◆ **Your objective**
Update the rows starting at the first one and ending at the one that contains "pixel 265 315", replacing "lion" with "leopard" and changing nothing else. Give back only those rows.

◆ **Provided material**
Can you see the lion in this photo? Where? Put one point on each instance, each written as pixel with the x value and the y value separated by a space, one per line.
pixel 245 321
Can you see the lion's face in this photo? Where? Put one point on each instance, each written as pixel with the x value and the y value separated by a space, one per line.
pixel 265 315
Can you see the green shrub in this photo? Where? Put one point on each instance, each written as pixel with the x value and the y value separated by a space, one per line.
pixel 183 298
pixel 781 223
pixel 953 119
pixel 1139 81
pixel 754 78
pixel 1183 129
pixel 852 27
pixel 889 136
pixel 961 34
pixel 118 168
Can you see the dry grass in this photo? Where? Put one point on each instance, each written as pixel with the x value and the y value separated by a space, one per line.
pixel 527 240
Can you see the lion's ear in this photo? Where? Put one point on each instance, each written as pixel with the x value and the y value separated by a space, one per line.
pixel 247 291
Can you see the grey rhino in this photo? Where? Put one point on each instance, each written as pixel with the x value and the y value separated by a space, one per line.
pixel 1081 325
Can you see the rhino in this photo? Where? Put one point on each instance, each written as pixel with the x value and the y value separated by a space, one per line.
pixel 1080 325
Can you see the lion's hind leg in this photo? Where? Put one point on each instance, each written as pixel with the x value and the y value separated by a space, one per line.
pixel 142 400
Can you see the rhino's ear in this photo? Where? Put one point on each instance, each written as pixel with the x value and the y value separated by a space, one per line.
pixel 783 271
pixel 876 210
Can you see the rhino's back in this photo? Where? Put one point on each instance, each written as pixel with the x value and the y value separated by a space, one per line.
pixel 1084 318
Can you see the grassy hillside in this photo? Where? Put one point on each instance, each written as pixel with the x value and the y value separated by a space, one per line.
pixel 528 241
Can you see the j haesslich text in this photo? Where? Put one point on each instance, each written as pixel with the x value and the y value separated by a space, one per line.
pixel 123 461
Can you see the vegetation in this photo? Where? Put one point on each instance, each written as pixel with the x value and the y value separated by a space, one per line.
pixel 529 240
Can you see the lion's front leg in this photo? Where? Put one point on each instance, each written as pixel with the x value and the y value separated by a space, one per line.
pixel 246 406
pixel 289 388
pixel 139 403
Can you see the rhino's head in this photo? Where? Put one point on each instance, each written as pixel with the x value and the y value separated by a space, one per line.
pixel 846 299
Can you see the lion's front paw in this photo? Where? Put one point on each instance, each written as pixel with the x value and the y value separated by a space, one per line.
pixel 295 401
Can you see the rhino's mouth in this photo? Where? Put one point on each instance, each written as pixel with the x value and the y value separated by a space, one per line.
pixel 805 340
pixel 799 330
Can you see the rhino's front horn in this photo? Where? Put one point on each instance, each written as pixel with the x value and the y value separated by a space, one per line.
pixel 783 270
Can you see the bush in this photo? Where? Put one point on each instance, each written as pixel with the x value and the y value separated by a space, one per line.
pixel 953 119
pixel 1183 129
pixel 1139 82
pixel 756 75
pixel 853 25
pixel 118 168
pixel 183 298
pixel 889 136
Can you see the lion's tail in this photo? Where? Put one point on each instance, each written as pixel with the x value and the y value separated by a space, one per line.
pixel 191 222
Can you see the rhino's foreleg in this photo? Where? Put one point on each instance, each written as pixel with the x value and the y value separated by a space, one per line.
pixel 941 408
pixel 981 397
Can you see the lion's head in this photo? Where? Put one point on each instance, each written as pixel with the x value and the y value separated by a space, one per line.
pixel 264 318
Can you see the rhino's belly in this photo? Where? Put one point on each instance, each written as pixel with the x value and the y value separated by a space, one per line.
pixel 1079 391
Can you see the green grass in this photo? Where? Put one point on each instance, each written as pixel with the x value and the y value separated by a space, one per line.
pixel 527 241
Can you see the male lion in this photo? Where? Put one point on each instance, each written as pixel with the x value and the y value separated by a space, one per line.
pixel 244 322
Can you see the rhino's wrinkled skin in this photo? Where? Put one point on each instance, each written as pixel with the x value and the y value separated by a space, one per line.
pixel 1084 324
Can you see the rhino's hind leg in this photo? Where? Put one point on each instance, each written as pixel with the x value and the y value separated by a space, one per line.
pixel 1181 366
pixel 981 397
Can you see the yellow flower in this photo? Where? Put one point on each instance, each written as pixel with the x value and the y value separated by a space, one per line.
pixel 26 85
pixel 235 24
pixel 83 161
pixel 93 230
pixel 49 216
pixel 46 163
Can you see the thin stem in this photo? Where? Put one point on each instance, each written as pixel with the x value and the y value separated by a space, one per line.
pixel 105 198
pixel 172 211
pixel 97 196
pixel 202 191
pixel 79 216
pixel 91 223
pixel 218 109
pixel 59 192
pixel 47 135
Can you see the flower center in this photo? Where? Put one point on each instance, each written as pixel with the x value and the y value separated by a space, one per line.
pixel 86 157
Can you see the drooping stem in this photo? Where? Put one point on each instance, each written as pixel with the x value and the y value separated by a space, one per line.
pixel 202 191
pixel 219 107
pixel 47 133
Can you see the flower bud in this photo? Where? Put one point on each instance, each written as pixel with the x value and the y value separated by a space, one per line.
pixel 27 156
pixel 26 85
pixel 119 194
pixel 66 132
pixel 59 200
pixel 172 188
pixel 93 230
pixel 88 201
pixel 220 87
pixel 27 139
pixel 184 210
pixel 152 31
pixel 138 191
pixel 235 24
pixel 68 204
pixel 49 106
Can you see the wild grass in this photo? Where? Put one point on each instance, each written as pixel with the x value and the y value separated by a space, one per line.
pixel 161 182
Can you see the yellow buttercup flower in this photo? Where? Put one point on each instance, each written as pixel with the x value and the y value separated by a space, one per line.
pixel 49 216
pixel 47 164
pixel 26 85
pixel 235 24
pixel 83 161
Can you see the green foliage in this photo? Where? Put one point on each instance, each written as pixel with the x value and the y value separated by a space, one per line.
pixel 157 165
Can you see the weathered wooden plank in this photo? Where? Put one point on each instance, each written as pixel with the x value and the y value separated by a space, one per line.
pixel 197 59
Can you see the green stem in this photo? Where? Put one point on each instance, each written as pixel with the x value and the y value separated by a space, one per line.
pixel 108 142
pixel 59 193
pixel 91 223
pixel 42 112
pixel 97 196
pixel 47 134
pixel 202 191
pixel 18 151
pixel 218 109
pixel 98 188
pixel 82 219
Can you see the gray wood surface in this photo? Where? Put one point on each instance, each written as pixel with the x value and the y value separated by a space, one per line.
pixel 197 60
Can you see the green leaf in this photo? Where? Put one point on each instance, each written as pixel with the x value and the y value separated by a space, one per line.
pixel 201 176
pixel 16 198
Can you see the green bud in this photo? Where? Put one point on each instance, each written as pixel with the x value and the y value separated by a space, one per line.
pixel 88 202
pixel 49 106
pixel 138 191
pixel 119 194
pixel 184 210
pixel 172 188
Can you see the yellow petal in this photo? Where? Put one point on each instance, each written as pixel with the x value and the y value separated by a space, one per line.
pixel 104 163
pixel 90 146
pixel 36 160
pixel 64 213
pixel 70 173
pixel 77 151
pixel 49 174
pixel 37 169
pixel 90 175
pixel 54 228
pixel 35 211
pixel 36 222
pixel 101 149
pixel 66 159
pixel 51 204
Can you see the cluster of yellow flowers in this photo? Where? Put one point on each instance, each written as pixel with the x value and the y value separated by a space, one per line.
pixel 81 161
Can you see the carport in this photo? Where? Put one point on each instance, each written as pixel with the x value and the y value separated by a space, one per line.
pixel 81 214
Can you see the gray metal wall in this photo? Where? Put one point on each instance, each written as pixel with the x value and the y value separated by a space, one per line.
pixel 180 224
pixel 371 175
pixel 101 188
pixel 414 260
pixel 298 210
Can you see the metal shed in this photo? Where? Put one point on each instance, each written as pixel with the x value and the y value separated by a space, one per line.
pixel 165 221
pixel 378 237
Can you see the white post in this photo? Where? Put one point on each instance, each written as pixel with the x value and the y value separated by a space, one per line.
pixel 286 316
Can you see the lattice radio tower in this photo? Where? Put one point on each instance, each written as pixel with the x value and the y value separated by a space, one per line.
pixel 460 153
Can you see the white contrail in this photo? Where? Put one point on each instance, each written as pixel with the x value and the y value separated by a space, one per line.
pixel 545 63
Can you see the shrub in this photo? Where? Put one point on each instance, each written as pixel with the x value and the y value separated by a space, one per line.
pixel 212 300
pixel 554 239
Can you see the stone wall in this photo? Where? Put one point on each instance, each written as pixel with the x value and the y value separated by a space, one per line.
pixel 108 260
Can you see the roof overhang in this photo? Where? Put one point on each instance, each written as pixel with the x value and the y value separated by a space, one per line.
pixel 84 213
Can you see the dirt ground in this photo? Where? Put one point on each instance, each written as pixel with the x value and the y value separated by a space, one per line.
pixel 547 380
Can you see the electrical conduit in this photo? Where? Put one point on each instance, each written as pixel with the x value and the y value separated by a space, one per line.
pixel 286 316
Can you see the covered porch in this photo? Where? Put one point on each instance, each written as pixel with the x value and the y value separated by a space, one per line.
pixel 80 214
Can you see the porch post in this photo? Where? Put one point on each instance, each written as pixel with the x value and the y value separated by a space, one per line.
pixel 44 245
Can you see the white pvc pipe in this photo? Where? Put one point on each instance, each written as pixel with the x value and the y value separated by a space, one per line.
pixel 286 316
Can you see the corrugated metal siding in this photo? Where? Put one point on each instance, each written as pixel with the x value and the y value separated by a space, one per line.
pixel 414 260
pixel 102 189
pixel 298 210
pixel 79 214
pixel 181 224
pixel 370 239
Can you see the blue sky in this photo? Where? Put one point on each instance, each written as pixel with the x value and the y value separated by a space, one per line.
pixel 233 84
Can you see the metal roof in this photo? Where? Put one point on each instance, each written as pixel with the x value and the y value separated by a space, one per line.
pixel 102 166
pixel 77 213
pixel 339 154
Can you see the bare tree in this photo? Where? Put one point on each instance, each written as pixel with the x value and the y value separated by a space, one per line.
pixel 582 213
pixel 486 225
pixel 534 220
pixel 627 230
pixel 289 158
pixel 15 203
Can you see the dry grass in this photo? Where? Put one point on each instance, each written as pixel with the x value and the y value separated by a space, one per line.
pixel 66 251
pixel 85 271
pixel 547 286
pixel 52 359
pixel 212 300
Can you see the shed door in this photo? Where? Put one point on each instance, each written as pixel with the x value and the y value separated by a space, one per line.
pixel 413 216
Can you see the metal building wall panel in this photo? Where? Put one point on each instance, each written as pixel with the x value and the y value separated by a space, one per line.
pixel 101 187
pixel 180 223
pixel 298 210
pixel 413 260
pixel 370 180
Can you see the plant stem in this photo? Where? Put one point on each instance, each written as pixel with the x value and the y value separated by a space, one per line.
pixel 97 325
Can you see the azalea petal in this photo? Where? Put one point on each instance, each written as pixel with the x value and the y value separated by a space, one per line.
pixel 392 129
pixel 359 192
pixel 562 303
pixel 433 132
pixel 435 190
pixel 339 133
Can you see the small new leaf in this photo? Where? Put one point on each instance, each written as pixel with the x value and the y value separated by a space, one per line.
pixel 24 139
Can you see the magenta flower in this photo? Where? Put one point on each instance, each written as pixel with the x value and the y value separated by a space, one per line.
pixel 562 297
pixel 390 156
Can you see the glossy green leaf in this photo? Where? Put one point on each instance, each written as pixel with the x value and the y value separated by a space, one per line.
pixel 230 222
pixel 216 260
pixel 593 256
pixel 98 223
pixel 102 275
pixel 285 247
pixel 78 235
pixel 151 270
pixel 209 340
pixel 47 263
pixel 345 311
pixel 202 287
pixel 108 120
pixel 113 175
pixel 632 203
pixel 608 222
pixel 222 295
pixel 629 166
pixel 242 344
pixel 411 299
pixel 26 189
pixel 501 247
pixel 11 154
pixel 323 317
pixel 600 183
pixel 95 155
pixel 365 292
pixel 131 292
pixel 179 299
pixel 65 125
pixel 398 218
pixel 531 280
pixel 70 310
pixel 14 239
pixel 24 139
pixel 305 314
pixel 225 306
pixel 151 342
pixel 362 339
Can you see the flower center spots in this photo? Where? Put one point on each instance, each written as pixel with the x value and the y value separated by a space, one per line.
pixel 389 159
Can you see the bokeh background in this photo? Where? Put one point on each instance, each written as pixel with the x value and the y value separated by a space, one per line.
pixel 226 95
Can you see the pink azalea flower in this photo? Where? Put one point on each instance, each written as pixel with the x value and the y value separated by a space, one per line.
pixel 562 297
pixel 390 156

◆ **Solution for this task**
Can you see the leopard in this photo? Where? Put one point on each instance, each written as pixel with the x value and the y value separated by a space, one per line.
pixel 245 321
Can you see the leopard's face in this photo? Where? Put one point on each instance, each written as pixel with the x value and the y value separated by a space, one per line.
pixel 265 315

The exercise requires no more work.